Below is some data. Retype exactly the lines starting at the one with "one marker per instance, written like [902,361]" and ending at the one with "one marker per instance, written like [768,87]".

_Provided data:_
==*==

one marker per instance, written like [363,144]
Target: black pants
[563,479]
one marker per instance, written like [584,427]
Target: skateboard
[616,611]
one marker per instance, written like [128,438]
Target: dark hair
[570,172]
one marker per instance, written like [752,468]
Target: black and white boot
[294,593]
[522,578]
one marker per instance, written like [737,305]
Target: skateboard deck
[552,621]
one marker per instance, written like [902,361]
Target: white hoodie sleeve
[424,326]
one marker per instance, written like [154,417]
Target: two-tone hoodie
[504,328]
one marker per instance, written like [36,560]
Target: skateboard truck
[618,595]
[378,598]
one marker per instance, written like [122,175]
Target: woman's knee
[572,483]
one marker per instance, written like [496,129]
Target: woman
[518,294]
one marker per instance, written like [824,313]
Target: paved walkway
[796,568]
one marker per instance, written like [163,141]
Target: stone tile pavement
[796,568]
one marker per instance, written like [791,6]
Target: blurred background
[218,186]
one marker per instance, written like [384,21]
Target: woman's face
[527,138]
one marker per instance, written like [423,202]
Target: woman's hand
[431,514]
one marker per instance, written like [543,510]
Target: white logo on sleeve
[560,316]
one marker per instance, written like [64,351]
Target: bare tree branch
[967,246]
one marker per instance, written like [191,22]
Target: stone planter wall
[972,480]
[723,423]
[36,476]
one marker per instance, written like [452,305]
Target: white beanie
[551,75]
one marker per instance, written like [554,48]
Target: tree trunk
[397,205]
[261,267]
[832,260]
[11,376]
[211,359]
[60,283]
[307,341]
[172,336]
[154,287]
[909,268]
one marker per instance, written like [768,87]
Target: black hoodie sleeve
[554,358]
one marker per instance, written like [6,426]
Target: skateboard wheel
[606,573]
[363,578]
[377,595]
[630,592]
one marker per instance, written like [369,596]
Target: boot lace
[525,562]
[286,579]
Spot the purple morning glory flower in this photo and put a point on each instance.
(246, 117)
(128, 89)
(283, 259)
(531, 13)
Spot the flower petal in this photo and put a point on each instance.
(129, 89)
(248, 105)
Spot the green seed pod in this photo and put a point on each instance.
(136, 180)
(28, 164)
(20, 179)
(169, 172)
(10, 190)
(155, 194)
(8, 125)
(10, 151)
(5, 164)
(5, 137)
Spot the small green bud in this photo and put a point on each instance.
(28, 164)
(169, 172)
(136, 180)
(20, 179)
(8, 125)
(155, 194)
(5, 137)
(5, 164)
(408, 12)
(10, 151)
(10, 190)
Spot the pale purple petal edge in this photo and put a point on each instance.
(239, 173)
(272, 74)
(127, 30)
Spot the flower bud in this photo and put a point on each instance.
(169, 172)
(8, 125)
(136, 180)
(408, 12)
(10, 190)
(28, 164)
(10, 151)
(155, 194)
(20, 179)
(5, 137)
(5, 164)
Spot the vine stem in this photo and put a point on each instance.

==*==

_Answer to this problem:_
one marker per instance, written like [902,361]
Target: white hoodie sleeve
[424,326]
one marker per instance, written like [154,417]
Target: two-tone hoodie
[504,328]
one marker per instance, written like [36,560]
Target: skateboard truck
[618,595]
[378,598]
one marker per instance, written like [122,175]
Target: woman's knee
[572,483]
one marker per instance, written like [496,129]
Target: woman
[518,294]
one marker per instance, written like [824,313]
Target: paved walkway
[796,568]
one marker per instance, written like [163,141]
Target: stone tile pavement
[796,568]
one marker per instance, written like [791,6]
Target: blurred background
[218,186]
one marker per instance, written like [384,21]
Target: woman's face
[527,138]
one marker per instance, written like [423,202]
Target: woman's hand
[431,514]
one marker per instance, written like [543,510]
Target: white logo on sleeve
[560,316]
one marker per instance, written like [64,351]
Target: bare tree branch
[967,246]
one marker per instance, written like [191,22]
Target: stone planter wall
[972,480]
[723,423]
[36,476]
one marker per instance, written like [452,305]
Target: white beanie
[551,75]
one marker per instance, written like [554,48]
Target: tree trunk
[397,205]
[261,267]
[832,260]
[11,376]
[211,359]
[60,283]
[307,341]
[172,336]
[154,287]
[909,268]
one marker per instance, written like [768,87]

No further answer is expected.